■ **PAGE TEXT**

:::::

Adding a new installable model

There are two main steps to adding a new model to mtenn. First, we need to write the wrapper class that will live in mtenn.conversion_utils. After that we will define a config class for our new model in mtenn.config. This guide will use the PyTorch Geometric SchNet model as an example, but the steps should be more or less the same for any model that can be installed via conda/pip. The steps should be pretty similar for non-packaged models, but may require some additional manipulation of the PYTHONPATH environment variable.

Adding the model wrapper to `mtenn.conversion_utils`

Although mostly straightforward, this process is complicated by the fact that it needs to be done in a somewhat ad hoc manner, as the architecture for each model is different. For use with the overall mtenn structure, we need to be able to decompose the underlying into two parts: the first that takes in a structure and outputs an n-dimensional vector representation, and the second that takes in an n-dimensional vector representation and outputs a scalar energy prediction.

In general, there are two cases for the underlying model architecture:

The model has an easily accessible final layer that we can manipulate
The model’s forward method has some non-module function

In the first case, which we demonstrate below, we can take a copy of this last layer as the second part of our wrapper and set it to the Identity module in the first part of the wrapper. The second case is a bit more involved, but an example of how we handle this can be seen in our ViSNet implementation.

We’ll start with showing the overall skeleton of what the new class will look like, and then go in depth to describe each function.

Overall Structure

We will first want to create a new file in the mtenn/conversion_utils/ directory, which we’ll call schnet.py. Inside this file we’ll define the following class:

from copy import deepcopy
import torch
from torch_geometric.nn.models import SchNet as PygSchNet

from mtenn.model import GroupedModel, Model
from mtenn.strategy import ComplexOnlyStrategy, ConcatStrategy, DeltaStrategy

class SchNet(PygSchNet):

    def __init__(self, *args, model=None, **kwargs):
        ...

:::::

■ **INFORMATION SUPPLIED**
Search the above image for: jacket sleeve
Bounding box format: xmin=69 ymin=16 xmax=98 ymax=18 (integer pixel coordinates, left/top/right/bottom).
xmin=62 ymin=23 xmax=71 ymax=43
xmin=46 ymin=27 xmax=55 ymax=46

:::::

■ **EXERCISE OBJECTIVE**
In the guide above on adding a new model to mtenn, list every name that the code imports from an mtenn module.

■ **PROBLEM SOLUTION**
GroupedModel, Model, ComplexOnlyStrategy, ConcatStrategy, DeltaStrategy